Chobi Mela festival opens in Dhaka, Bangladesh

Reading Time: 5 minutes

“Chobi Mela continues the way it began,” writes Shahidul Alam. “Unyielding to power.” He’s referencing the very first Chobi Mela festival, which opened in Dhaka, Bangladesh back in 2000. Alam and Robert Pledge had painstakingly put together an exhibition on Bangladesh’s 1971 war, which a government minister – phoning at midnight – wanted to censor; rather than comply and remove the offending prints, Alam and Pledge moved the entire exhibition to a new venue, which opened at 3pm the next day.

“That is how we’ve always done it,” writes Alam, the founder of Chobi Mela. “Against the odds, facing the storm, with the wind against our face.”

Though he doesn’t mention it outright, it’s difficult to read his comments now without also thinking of Alam’s own recent experience, in which he spent 107 days in Dhaka Central Jail last year. The 63-year old photographer and Drik Gallery director had been arrested on 05 August after stating in an interview with Al Jazeera that the wave of student protests in Bangladesh last year was a reaction to government corruption. He was charged with violating Section 57 of Bangladesh’s Information and Communication Technology Act (ICT), which has been used in more than 20 recent cases involving journalists, most of them related to news-reporting.

“It is a fantastic feeling to be free in a free country, breathing free air,” he told AFP when he was finally released on 20 November. “But I hope for freedom for everyone else.”

A mutilated head, in Rayer Bazar brick field, where the nation’s finest intellectuals were murdered, by the Pakistani army with the help of their collaborators (razakars). Dhaka, Bangladesh. December 16, 1971. From Rashid Talukder (1939-2011): A Life’s Work

Given this hiatus this year’s Chobi Mela looked under threat but it’s now back for its tenth edition, curated by ASM Rezaur Rahman, Munem Wasif, Sarker Protick, and Tanzim Wahab plus guest curators, and featuring 33 exhibitions by artists from 21 countries. The shows include a retrospective of work by well-respected Bangladeshi photojournalist Rashid Talukder, which “portrays a priceless visual documentation of Bangladeshi people’s history of independence – starting from the early 1950s language movement to 1971’s liberation war”; it also includes Archives of Persistence, a group show of images from places of conflict and transition, which includes work by the Kashmir Photo Collective, Bangladesh Garment Sromik Samhati, and the Burj al-Shamali Collection, plus a solo show by Magnum photographer Susan Meiselas based on the Nicaraguan revolution of the late 1970s.
******
• What you are asked to do
Resume the article on the Chobi Mela festival in Dhaka, picking up right after its last sentence, the one ending with Susan Meiselas's solo show on the Nicaraguan revolution.
******
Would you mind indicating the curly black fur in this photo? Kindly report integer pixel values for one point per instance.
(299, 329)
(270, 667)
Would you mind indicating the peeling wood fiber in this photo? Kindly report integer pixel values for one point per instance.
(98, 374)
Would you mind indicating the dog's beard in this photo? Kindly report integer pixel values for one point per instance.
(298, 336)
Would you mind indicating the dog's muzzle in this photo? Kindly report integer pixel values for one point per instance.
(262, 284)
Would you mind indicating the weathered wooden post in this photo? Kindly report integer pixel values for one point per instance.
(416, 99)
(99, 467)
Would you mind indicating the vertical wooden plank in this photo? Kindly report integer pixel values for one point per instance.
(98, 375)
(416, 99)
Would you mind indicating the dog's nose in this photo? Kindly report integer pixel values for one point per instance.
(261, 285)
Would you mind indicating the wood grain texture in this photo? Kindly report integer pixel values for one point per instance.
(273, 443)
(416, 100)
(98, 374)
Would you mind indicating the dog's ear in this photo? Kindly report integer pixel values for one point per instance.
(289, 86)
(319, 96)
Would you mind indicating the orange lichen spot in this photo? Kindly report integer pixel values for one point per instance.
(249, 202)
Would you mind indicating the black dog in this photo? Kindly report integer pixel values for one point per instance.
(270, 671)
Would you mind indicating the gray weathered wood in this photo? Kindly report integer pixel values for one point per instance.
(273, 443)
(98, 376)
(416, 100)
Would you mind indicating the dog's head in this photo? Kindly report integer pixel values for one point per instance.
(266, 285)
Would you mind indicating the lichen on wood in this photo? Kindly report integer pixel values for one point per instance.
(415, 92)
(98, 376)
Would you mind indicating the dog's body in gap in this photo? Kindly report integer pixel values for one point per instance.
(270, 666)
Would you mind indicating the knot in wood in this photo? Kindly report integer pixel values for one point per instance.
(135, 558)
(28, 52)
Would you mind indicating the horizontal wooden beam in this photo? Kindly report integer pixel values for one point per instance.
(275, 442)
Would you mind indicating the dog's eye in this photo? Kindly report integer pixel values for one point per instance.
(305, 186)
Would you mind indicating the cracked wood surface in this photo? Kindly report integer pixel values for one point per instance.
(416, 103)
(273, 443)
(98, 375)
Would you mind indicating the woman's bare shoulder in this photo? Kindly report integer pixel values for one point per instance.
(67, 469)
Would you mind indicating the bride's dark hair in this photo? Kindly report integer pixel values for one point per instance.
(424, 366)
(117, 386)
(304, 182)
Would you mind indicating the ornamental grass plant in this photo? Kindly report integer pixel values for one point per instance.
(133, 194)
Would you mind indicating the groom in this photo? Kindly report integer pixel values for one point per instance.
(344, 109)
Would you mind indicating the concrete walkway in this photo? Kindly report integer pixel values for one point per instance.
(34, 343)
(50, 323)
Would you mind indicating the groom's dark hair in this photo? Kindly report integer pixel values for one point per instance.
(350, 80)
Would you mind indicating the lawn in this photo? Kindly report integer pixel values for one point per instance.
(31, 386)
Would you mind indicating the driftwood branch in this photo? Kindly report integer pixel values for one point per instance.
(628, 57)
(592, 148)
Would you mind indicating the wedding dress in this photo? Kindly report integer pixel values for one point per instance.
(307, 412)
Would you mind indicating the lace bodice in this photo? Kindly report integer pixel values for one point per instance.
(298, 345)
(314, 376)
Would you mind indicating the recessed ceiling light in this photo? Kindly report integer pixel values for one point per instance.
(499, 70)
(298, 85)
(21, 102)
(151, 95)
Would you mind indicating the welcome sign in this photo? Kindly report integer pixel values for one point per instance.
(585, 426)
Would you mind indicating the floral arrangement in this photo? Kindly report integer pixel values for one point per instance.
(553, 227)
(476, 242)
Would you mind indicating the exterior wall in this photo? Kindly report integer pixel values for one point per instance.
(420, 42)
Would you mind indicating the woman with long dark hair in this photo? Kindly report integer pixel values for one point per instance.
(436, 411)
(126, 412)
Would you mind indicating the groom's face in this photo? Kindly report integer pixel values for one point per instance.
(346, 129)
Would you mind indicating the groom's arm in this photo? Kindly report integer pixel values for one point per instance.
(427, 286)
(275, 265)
******
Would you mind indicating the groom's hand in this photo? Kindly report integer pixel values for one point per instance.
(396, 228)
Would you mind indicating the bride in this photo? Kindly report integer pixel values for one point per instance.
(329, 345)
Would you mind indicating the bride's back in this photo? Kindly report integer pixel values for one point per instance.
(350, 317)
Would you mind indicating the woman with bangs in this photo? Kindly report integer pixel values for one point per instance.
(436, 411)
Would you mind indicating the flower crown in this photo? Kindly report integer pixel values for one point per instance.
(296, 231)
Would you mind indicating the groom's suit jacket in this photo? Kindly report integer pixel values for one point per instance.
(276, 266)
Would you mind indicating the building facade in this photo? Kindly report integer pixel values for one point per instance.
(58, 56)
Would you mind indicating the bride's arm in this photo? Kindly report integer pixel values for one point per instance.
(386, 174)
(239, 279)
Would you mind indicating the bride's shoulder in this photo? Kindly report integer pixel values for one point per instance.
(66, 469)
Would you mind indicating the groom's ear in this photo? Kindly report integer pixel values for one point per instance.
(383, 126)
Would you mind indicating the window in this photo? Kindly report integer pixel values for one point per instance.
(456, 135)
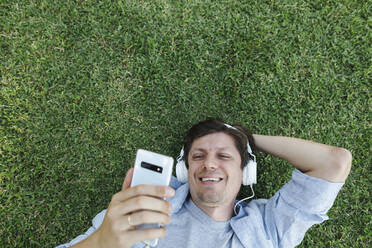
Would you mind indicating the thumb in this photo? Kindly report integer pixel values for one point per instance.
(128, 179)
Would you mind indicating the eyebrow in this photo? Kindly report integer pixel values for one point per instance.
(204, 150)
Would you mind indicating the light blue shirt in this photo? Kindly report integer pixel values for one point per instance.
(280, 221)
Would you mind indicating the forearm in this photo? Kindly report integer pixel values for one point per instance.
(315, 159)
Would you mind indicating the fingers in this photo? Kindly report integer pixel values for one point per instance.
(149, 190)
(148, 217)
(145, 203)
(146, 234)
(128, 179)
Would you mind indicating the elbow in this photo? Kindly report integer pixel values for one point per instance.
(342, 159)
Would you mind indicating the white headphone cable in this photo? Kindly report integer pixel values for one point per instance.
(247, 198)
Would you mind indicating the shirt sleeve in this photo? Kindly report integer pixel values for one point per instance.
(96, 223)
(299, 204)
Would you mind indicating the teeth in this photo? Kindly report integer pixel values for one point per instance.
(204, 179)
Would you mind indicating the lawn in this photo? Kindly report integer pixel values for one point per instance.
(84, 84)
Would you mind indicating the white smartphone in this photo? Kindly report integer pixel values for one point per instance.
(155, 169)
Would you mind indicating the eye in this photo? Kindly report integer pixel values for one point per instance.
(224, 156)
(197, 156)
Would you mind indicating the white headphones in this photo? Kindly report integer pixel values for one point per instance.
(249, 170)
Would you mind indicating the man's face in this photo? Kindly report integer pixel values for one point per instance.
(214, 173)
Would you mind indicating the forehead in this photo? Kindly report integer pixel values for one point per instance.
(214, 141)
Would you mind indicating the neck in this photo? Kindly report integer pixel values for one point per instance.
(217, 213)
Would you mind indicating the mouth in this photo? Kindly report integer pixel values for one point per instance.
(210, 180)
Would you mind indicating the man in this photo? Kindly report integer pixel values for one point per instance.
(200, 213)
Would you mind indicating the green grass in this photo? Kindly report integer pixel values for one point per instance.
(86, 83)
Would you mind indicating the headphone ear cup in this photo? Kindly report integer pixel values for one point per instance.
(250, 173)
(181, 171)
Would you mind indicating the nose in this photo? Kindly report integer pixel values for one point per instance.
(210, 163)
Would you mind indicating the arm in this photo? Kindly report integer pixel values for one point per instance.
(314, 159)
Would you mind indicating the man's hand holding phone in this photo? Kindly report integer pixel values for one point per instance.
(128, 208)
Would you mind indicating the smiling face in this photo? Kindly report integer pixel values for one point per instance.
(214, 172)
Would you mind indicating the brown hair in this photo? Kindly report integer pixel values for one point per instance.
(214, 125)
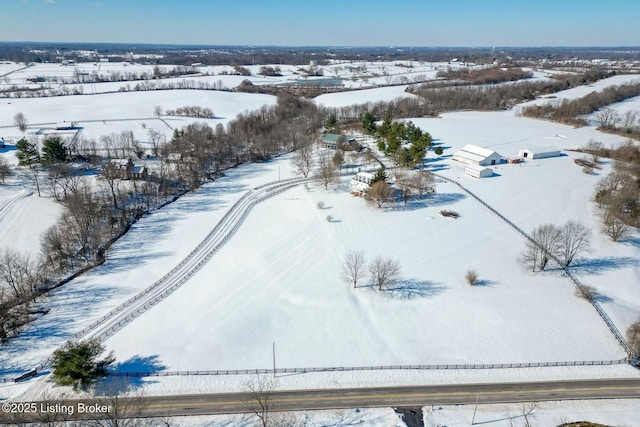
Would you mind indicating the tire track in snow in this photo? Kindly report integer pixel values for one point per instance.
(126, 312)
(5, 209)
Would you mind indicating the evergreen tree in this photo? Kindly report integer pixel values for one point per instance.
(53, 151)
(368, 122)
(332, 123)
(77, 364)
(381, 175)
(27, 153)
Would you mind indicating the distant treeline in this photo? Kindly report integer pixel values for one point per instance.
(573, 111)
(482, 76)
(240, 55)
******
• Response to this task
Chobi Mela is known for creating innovative exhibitions, including shows outside conventional gallery spaces. This year, 13 Bangladeshi artists have been part-commissioned to produce site-specific work under the theme of ‘place’, and, as in previous years, mobile exhibitions on rickshaw vans will travel all over Dhaka – including to remote locations, in which the local population has low levels of textual literacy. The festival’s programme of workshops and talks, meanwhile, includes presentations by author Arundhati Roy, Indian photojournalist Raghu Rai, and German publisher and bookmaker Gerhard Steidl.

Mobile exhibition, Parliament House, Chobi Mela IX

“When times have been turbulent, our audacity got the better of us,” writes Alam. “Refusing to accept the impossibility of our ambitions or the paucity of our resources, we stuck our necks out, often inciting the wrath of the powerful. That insistence on the freedom to think and disagree, to unsettle with images, has characterised Chobi Mela.

“We shall swim upstream, sail against the wind, buck the trend. We shall remain unbowed. Our art will not be bound by pristine walls but spill out in stormy nights and onto busy streets. Above all, we are here to stay.”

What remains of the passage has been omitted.